• _Task requirements_
Which lines in the records below contain the word "vest", matching case exactly? Report each such line in full.
### Entries supplied
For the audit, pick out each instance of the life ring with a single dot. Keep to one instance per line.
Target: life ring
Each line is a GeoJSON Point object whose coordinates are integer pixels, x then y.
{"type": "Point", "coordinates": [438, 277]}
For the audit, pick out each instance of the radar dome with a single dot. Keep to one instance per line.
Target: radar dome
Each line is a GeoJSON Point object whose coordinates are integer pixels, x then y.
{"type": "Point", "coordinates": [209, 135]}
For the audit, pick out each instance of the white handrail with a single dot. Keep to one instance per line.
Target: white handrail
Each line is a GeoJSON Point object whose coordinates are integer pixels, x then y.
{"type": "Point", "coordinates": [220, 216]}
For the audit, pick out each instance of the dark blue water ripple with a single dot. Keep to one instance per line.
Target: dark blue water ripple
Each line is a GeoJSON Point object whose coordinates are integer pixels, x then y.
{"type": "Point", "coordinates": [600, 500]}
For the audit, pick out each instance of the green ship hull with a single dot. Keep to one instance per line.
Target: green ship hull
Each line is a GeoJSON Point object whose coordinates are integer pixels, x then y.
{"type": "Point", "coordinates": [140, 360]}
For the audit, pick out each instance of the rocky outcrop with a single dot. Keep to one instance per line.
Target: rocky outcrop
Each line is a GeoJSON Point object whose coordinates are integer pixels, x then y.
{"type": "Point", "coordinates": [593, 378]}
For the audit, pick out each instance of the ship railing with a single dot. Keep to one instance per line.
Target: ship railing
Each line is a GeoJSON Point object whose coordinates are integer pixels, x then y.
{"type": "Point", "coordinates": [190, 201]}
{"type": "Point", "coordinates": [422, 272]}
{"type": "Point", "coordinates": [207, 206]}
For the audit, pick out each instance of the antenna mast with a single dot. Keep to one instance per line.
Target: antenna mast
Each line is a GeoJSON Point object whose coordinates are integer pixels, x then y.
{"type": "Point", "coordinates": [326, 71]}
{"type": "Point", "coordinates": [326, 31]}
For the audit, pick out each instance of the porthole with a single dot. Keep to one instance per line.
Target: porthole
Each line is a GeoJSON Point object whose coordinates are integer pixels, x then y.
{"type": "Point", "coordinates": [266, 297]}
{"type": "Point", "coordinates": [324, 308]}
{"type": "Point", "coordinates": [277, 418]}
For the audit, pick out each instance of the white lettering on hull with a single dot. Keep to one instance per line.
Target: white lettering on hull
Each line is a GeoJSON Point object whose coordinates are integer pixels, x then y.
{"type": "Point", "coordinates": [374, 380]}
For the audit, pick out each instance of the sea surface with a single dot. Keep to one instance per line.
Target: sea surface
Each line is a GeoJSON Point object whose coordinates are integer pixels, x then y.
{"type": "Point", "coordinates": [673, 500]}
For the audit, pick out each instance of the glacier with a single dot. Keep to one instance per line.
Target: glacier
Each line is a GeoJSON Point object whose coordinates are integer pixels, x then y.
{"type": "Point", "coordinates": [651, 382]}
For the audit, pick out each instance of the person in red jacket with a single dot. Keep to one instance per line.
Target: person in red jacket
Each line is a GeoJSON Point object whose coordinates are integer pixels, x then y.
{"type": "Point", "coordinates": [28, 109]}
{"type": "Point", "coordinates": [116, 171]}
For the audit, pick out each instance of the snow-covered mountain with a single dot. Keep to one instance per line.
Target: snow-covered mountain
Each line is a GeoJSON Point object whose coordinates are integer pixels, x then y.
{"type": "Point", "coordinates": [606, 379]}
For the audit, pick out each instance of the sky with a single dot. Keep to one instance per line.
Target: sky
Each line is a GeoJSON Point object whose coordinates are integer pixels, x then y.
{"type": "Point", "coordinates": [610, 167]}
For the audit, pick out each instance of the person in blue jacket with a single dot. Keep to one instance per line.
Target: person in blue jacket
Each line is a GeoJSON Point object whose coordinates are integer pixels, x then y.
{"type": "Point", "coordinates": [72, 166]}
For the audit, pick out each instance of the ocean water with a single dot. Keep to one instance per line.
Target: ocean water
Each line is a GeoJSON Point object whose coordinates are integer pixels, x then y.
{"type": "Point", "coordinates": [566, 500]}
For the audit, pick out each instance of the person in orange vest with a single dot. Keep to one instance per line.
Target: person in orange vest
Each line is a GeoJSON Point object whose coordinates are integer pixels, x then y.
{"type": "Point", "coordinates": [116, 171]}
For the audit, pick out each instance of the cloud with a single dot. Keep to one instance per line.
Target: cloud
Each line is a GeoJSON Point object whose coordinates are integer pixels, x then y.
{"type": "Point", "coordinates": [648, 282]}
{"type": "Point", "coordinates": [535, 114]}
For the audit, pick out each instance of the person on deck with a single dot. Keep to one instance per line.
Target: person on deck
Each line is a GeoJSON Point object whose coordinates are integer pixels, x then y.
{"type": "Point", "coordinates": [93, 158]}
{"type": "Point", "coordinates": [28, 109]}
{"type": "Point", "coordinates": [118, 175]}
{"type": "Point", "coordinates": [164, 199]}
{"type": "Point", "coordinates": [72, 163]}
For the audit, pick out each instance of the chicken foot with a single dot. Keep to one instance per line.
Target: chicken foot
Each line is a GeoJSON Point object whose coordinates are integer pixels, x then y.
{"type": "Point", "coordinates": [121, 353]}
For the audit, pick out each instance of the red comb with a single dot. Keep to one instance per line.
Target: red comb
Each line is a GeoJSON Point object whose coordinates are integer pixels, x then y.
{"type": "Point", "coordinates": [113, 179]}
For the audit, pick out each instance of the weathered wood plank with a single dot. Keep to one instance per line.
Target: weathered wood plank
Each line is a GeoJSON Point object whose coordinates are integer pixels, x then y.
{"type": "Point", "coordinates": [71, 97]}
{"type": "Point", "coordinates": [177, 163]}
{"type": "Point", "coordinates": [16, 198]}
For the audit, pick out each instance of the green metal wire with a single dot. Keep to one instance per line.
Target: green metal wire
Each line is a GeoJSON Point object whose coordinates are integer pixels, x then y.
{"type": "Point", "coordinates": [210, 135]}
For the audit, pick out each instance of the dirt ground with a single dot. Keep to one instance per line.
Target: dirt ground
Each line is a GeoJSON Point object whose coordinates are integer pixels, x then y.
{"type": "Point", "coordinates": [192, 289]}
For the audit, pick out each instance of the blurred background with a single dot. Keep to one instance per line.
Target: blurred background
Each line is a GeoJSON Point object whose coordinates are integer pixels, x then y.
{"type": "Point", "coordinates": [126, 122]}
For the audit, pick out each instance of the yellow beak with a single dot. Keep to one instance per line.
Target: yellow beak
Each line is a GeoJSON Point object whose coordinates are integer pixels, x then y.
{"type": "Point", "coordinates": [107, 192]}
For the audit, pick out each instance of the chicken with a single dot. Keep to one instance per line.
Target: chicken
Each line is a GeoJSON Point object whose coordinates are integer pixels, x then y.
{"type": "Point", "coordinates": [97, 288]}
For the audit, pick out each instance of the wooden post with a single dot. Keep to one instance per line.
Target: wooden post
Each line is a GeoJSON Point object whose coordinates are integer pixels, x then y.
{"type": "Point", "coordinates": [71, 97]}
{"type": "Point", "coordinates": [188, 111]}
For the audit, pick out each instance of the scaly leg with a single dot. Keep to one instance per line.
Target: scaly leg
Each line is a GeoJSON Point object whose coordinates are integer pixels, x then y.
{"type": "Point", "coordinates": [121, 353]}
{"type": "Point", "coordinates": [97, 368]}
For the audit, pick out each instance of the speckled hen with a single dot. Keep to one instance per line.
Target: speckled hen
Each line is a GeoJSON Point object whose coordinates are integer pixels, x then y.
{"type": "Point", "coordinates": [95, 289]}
######
### Entries supplied
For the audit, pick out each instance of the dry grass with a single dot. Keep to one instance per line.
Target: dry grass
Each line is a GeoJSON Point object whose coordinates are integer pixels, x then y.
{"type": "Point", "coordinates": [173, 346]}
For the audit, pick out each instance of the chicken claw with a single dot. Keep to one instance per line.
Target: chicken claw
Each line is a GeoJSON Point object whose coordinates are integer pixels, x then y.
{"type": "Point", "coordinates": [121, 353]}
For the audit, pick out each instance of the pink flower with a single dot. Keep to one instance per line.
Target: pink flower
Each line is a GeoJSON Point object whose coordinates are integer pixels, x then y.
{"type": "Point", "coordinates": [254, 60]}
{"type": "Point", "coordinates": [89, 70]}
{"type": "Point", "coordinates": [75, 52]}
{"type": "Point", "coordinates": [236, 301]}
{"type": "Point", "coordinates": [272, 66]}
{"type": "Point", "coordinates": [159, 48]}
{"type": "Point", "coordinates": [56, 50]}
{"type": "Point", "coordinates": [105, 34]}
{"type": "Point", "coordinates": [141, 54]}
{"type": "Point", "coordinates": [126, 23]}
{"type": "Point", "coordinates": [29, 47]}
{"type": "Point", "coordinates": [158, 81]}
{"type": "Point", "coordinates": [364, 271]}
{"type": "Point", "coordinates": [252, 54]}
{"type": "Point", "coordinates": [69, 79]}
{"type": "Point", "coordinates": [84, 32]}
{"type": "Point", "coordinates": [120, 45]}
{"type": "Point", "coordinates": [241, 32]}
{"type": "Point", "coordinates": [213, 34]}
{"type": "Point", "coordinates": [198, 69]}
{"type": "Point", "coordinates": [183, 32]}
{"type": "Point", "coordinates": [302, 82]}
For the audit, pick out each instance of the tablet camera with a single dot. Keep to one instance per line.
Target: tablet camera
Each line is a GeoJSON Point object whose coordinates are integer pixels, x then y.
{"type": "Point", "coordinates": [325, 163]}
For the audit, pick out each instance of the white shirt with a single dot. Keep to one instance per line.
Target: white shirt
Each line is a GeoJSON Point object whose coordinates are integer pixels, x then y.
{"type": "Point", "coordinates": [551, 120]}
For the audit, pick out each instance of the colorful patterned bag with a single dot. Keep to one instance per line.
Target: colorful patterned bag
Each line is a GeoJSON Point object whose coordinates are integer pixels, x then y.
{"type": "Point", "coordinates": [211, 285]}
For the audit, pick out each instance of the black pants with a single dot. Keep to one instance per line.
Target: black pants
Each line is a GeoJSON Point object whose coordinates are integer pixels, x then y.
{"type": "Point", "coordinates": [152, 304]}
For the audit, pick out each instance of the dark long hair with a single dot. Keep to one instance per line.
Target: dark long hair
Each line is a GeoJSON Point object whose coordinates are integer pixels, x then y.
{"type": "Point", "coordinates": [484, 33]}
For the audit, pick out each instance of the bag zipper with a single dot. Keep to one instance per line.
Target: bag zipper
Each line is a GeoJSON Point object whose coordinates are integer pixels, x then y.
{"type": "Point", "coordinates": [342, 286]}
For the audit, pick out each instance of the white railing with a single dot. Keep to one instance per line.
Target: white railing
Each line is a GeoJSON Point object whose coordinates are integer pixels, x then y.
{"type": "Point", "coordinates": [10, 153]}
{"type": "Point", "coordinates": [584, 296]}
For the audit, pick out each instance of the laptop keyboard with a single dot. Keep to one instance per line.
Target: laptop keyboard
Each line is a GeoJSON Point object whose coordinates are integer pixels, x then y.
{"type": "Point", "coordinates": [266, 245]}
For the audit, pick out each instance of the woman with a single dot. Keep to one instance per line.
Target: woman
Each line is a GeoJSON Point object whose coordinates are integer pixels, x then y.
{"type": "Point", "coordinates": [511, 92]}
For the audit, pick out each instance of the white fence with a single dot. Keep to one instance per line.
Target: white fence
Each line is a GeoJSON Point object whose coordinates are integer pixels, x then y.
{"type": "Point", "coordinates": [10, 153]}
######
### Entries supplied
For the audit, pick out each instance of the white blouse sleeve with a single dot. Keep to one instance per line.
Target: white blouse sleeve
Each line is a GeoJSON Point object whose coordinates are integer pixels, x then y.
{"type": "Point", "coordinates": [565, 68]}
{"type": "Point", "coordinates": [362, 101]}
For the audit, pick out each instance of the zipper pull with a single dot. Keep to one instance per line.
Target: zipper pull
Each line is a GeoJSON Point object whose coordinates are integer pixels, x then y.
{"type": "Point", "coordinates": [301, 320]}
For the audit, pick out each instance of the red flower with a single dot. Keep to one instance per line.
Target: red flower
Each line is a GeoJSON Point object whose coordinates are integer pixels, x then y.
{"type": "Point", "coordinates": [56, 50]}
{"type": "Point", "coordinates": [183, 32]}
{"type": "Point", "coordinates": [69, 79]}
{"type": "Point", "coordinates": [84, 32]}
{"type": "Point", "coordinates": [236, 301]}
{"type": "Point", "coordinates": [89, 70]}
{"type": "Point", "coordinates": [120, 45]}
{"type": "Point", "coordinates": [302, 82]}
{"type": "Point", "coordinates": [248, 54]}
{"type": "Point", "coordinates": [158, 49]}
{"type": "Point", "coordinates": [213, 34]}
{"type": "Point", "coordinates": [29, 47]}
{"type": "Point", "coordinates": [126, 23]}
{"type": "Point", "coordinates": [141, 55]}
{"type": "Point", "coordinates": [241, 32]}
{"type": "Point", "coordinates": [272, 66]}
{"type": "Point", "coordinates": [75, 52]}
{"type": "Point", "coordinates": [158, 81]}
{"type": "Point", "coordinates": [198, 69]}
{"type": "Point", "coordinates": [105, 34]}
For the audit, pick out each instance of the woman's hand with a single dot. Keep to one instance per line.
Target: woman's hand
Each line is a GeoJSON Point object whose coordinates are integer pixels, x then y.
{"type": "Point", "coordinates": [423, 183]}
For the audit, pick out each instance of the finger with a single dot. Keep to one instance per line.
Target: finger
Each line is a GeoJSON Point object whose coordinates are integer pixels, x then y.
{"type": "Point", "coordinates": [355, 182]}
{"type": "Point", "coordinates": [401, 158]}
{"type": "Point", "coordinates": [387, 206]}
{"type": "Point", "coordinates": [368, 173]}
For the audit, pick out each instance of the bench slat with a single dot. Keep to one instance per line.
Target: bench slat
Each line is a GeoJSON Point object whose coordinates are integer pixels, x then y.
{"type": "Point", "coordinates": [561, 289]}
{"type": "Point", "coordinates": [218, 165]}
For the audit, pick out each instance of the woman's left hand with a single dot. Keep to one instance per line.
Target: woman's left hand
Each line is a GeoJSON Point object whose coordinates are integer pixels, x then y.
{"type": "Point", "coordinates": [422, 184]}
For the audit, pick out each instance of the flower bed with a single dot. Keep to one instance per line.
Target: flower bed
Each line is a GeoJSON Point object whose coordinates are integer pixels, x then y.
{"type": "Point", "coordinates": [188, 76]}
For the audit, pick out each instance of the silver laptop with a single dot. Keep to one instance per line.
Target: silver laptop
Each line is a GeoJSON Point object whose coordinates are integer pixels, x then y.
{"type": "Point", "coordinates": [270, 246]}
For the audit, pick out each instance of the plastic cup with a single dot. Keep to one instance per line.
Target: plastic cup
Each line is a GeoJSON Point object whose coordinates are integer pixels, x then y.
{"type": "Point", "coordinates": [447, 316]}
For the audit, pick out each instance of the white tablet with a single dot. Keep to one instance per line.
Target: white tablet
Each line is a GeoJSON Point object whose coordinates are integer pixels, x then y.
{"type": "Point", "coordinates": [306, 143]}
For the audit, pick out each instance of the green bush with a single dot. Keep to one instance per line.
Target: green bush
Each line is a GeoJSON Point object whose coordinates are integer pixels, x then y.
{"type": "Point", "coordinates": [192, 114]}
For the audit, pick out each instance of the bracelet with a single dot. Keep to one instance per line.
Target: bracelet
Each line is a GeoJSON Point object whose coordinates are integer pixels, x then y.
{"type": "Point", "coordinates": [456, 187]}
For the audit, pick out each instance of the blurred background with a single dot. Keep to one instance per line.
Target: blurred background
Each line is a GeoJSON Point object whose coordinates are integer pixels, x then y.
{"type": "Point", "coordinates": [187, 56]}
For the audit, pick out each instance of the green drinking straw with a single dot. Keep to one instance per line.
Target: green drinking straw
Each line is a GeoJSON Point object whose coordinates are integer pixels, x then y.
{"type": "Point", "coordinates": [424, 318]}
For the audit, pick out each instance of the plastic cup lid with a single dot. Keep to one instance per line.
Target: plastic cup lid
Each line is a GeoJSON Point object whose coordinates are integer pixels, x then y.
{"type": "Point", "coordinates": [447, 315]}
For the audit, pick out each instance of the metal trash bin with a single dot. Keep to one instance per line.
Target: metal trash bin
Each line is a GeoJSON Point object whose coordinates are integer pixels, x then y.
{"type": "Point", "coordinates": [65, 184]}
######
• _Task response_
For the audit, pick out each instance of the person in orange vest with a single dot. Keep to one instance per line.
Target: person in orange vest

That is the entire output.